What you need to do: Return all the entries exactly, keeping pictures out.

Extracted information:
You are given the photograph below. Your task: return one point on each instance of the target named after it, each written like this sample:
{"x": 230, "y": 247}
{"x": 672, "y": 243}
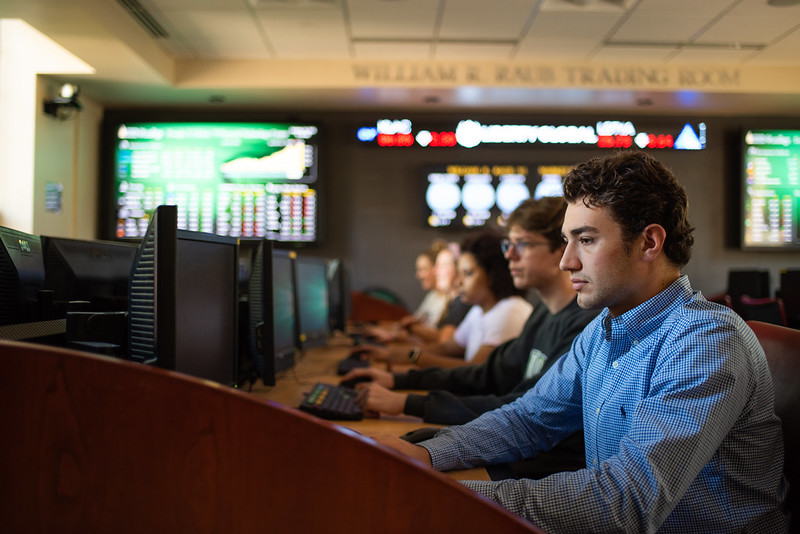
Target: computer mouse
{"x": 420, "y": 434}
{"x": 351, "y": 382}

Answer in full:
You are given the photograph below. Your task: return one point on each instance of the target named after it, each written like this sample:
{"x": 230, "y": 247}
{"x": 672, "y": 243}
Target: computer mouse
{"x": 420, "y": 434}
{"x": 351, "y": 382}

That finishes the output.